Menakar Dampak Besar Resesi Ekonomi di Tengah Masyarakat

Menakar Dampak Besar Resesi Ekonomi di Tengah Masyarakat

Ilustrasi.

Jakarta - Menteri Keuangan, Sri Mulyani Indrawati mengaku sulit untuk mendongkrak konsumsi rumah tangga di sisa tahun 2020. Sejauh ini belum ada tanda-tanda pemulihan di sektor konsumsi rumah tangga. Sehingga, Indonesia berpeluang besar mengalami resesi secara teknis di kuartal III tahun ini.

"Pada kuartal ketiga dan keempat diakui bahwa ini adalah satu yang cukup berat karena di kuartal ketiga konsumsi kita lihat belum menunjukkan pemulihan seperti yang kita harapkan," kata dia dalam APBN Kita, di Jakarta, Selasa (25/8/2020).

Menyikapi hal itu, Ekonom Institute Development of Economics and Finance (Indef), Eko Listiyanto menyatakan dampak nyata resesi ekonomi adalah penurunan daya beli masyarakat. Terlebih dia menilai kondisi tersebut sudah mulai terasa ketika pertumbuhan ekonomi nasional terkontraksi hingga minus 5,32 persen pada kuartal II lalu.

"Kalau dampak paling besar atas potensi resesi yakni merosotnya daya beli, karena pendapatan masyarakat hilang atau terpangkas sehingga masyarakat tidak bisa konsumsi normal. Kan mulai ini terasa di kuartal II kemarin," ujar dia, Rabu (9/9/2020).

Menurutnya, penurunan daya beli ini tercermin dari sejumlah indikator, khususnya Indeks Penjualan Riil (IPR) yang berada dalam tren negatif. Di mana pada Juni lalu, IPR mengalami minus 17,1 persen. Kendati membaik dari minus 20,6 persen pada Mei.

"Artinya selama kebijakan pelonggaran PSBB dilakukan, aktivitas ekonomi yang ada tidak seperti diharapkan oleh pemerintah. Imbasnya masyarakat secara umum daya belinya secara masih rendah," paparnya.

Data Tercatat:
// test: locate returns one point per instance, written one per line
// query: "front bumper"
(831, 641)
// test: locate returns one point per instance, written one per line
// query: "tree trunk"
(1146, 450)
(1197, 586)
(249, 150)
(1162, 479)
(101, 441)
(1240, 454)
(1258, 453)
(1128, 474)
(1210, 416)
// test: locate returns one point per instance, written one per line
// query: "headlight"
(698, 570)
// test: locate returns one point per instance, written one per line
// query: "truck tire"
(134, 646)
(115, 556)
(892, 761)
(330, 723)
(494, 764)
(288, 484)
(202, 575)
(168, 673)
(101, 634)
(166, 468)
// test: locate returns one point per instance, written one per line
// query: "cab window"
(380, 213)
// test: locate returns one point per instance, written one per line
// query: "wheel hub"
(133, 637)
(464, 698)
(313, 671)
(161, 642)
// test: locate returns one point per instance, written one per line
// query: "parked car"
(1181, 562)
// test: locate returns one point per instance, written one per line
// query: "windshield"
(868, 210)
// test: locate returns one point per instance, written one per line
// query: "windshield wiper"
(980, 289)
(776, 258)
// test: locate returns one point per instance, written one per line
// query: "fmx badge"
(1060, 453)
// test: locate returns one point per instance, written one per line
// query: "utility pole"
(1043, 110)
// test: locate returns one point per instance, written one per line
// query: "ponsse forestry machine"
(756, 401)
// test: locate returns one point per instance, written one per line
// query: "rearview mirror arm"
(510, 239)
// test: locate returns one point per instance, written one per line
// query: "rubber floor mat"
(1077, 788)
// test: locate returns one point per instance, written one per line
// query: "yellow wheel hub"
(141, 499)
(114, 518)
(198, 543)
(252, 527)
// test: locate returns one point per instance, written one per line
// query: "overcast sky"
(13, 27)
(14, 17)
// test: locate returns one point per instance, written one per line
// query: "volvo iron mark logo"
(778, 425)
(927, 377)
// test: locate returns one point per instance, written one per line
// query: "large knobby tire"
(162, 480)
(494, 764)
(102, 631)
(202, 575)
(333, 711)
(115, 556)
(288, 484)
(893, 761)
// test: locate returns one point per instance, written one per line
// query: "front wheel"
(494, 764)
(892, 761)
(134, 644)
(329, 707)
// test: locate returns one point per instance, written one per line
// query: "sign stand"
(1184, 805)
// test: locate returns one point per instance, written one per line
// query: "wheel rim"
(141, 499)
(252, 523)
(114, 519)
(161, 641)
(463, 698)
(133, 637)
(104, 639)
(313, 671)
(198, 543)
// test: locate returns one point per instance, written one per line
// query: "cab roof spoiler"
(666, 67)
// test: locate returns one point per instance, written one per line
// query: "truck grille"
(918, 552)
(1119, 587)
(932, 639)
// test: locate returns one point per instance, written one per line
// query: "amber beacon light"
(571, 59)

Yang Dikerjakan:
A: Tentukan apakah setiap pernyataan berikut sesuai dengan artikel tentang resesi ekonomi, jawab ya atau tidak, lalu kutip kata-kata artikel yang menjadi penentunya. (i) Pada Juni, Indeks Penjualan Riil tercatat minus 17,1 persen. (ii) Pertumbuhan ekonomi nasional terkontraksi hingga minus 5,32 persen pada kuartal III. (iii) Menurut Sri Mulyani Indrawati, konsumsi pada kuartal ketiga sudah pulih sesuai harapan.
B: Tolong ketik ulang bagian artikel tentang resesi ekonomi yang dibuka dengan kata-kata yang memuat "Menyikapi hal itu, Ekonom" dan ditutup dengan "persen pada Mei.".
Item-item tersebut tidak berperan apa pun di sini.

Jawaban Setiap Item:
A:
(i) Ya: "Di mana pada Juni lalu, IPR mengalami minus 17,1 persen."
(ii) Tidak: "ketika pertumbuhan ekonomi nasional terkontraksi hingga minus 5,32 persen pada kuartal II lalu"
(iii) Tidak: "karena di kuartal ketiga konsumsi kita lihat belum menunjukkan pemulihan seperti yang kita harapkan"

B:
Menyikapi hal itu, Ekonom Institute Development of Economics and Finance (Indef), Eko Listiyanto menyatakan dampak nyata resesi ekonomi adalah penurunan daya beli masyarakat. Terlebih dia menilai kondisi tersebut sudah mulai terasa ketika pertumbuhan ekonomi nasional terkontraksi hingga minus 5,32 persen pada kuartal II lalu.

"Kalau dampak paling besar atas potensi resesi yakni merosotnya daya beli, karena pendapatan masyarakat hilang atau terpangkas sehingga masyarakat tidak bisa konsumsi normal. Kan mulai ini terasa di kuartal II kemarin," ujar dia, Rabu (9/9/2020).

Menurutnya, penurunan daya beli ini tercermin dari sejumlah indikator, khususnya Indeks Penjualan Riil (IPR) yang berada dalam tren negatif. Di mana pada Juni lalu, IPR mengalami minus 17,1 persen. Kendati membaik dari minus 20,6 persen pada Mei.